Required action:
The reply should contain the full listing exactly as written and no pictures at all.

Supplied entries:
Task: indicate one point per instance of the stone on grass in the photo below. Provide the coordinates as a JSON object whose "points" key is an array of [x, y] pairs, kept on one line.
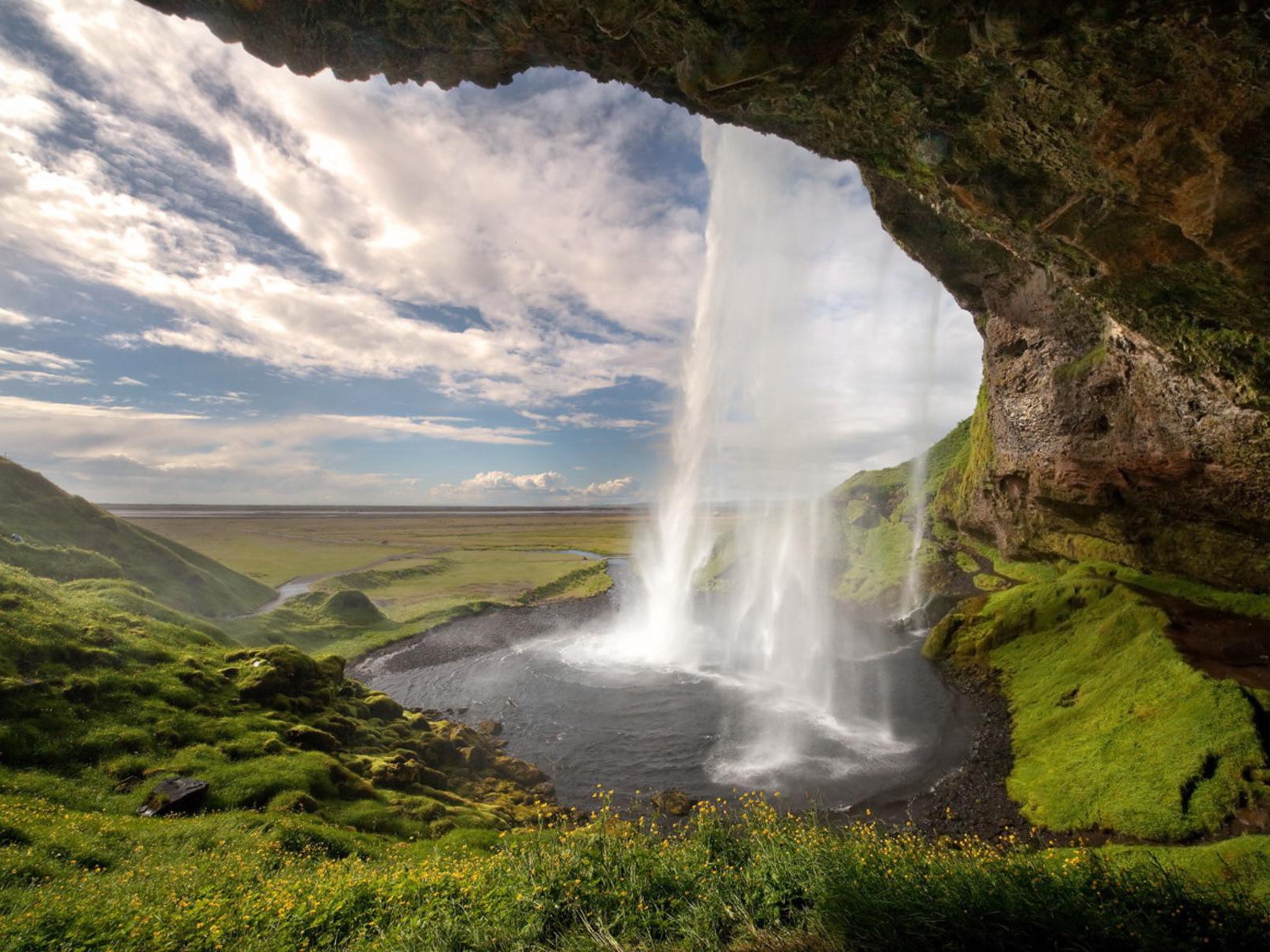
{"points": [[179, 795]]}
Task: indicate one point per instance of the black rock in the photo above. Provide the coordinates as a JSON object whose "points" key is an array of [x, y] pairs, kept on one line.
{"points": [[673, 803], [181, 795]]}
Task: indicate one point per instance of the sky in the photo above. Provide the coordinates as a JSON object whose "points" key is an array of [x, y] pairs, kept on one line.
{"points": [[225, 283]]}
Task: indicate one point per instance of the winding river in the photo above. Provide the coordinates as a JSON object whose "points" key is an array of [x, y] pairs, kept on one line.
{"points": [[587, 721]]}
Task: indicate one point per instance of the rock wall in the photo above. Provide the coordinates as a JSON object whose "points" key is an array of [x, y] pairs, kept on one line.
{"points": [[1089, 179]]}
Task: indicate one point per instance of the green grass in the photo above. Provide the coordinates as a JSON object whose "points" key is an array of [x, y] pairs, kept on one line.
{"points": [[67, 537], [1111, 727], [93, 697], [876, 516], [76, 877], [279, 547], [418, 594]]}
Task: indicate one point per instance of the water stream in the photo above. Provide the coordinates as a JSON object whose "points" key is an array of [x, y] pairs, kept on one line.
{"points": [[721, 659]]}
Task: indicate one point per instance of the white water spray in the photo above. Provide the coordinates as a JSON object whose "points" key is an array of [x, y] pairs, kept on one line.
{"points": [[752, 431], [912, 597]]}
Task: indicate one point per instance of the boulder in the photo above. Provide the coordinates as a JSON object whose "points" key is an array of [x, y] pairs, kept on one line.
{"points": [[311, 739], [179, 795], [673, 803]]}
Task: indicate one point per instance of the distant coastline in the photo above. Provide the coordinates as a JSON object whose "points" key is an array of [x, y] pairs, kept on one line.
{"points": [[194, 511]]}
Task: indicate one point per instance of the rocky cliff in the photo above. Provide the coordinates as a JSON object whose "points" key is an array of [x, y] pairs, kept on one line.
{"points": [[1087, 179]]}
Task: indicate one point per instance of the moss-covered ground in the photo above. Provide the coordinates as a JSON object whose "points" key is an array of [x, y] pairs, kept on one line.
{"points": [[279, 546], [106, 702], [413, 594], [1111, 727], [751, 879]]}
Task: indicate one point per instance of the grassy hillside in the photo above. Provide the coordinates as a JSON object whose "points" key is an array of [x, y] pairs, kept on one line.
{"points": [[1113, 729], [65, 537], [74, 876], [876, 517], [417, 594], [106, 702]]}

Solution:
Task: indicate one point per instance of the stone on grass in the photo below. Provide the coordinates as a JSON object whose "points" key is an array of [x, y] pairs, kept on one line.
{"points": [[179, 795]]}
Task: indicate one point per instance of the black rock in the photo above. Provide the coordinates as a JSON object whose "points" key is an array of [x, y] pairs, kept on one line.
{"points": [[673, 803], [181, 795]]}
Task: indicate one point per instance of the sky in the photo above. Provide the coordinates as a JSON object whose "points" key is an array of [x, y] pairs, kept on one line.
{"points": [[225, 283]]}
Task: indicate one point per instance of the winding river in the photo above. Provide the coordinates as a JSON object whose "points" key is an array of [x, y] pairs, kept on one line.
{"points": [[587, 721]]}
Task: indicate one point per instance of the rock wall in the photo above. Provide the coordinates as a JSON object whose "points" key is an array of [x, y] pairs, kept on one line.
{"points": [[1089, 179]]}
Task: indicate one point per instance of the green grass in the photo above. Provide the coordinates as a JSON object whose "points" key is an array of [x, y] pairs, kept on one line.
{"points": [[67, 537], [1111, 727], [93, 697], [876, 516], [76, 877], [279, 547], [418, 594]]}
Task: indicate one point per instance of the water stream in the photo above. Provide the coordinates as a JSON object whose "points" key is an array of [x, y] pairs, kept on one line.
{"points": [[721, 659]]}
Task: indicate one point per instance of the white water spray in the photo above. Provide the coordinates as a JSON object whose "points" key is an array of [x, y] pairs, kept on one line.
{"points": [[752, 431], [912, 597]]}
Task: indicate one point per instance of the boulder in the photo above. Provide the coordinates as a JSON object whose "points" key is an array of [x, y] pairs, kept on one line.
{"points": [[311, 739], [179, 795], [673, 803]]}
Task: indicate one point per instance of the distant coastline in the photo above. Provide the coordinates as a JSON object whose "points" key is an array of [x, y] pairs, kept on one line.
{"points": [[194, 511]]}
Task: indicate one point per instance of the rocky cliff in the photo above. Provide the coordinates as a JSON object whose "points" key is an array of [x, y] pairs, kept on one line.
{"points": [[1087, 179]]}
Task: indicate one point per instance of the moss-covered ground in the photo above. Provide the coordinates as a JSON object whose "points" key is an array of [x, y] pairs, kept on one line.
{"points": [[279, 546], [106, 702], [413, 594], [1111, 727], [751, 879]]}
Task: indicate one point per instance of the grassy hillside in the photo above. Provide the coordinates as a JSON object whose "points" key is an array of [x, y] pairs, kept on one line.
{"points": [[1113, 729], [65, 537], [74, 876], [876, 517], [417, 594], [106, 702]]}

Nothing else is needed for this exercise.